SUPPLIED INFORMATION:

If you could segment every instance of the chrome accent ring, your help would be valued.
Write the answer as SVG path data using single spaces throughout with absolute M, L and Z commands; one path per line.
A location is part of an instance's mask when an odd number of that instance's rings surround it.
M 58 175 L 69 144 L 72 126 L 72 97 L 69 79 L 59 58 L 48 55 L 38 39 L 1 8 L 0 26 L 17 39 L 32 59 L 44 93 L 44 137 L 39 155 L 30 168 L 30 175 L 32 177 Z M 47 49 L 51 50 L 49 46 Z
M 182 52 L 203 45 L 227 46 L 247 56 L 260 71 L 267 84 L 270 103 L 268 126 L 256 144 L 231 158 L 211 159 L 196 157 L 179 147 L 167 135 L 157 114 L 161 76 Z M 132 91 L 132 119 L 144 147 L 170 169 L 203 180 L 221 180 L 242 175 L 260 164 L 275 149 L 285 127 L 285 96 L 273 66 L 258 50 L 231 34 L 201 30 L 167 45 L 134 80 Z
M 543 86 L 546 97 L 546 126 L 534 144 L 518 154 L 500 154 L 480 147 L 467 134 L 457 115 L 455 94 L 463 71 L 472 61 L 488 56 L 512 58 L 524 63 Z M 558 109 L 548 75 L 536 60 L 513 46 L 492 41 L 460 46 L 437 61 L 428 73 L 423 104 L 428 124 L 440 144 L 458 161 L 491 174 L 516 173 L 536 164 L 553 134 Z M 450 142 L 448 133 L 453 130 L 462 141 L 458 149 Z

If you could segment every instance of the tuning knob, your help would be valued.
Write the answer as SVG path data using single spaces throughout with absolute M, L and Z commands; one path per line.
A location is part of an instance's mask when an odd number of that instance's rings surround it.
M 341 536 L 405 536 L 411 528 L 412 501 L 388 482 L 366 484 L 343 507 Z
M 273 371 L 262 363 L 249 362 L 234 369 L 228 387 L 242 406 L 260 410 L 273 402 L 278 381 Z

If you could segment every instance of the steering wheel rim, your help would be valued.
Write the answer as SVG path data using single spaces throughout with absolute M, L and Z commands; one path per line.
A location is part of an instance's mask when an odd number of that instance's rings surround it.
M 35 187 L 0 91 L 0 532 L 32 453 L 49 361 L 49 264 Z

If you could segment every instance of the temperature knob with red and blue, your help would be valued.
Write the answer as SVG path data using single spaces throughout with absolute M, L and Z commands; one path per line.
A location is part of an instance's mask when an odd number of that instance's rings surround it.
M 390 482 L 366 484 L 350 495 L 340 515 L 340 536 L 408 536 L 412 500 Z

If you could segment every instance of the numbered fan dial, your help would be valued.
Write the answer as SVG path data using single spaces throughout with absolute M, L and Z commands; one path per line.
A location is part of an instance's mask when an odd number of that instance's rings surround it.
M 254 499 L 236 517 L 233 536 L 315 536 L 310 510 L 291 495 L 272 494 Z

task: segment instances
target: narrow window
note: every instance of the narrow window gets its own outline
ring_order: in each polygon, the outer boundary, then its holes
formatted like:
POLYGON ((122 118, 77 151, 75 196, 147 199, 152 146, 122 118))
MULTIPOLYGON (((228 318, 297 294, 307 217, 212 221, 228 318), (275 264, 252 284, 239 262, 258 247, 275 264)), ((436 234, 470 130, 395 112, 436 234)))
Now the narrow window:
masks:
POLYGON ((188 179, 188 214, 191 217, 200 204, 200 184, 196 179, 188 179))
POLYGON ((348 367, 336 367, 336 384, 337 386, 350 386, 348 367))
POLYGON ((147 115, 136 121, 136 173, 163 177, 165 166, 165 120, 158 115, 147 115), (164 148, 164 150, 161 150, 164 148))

WHAT IS BEING ASKED: Rewrite the lines from the one containing "If you could segment every instance of the steering" through the one containing "M 35 187 L 0", both included. Keep each item's request text as is, but multiply every coordinate in the answers by 0.35 and round to the nearest whole number, rounding halves up.

EXERCISE OUTPUT:
If you could segment every instance of the steering wheel rim, your help would be valued.
Write the answer as SVG path data using single spaces throughout with absolute M, L and Z commands; one path per line.
A location is part of an instance's mask when an odd number of that instance's rings surround it.
M 12 65 L 0 32 L 0 186 L 11 159 L 17 126 L 17 92 Z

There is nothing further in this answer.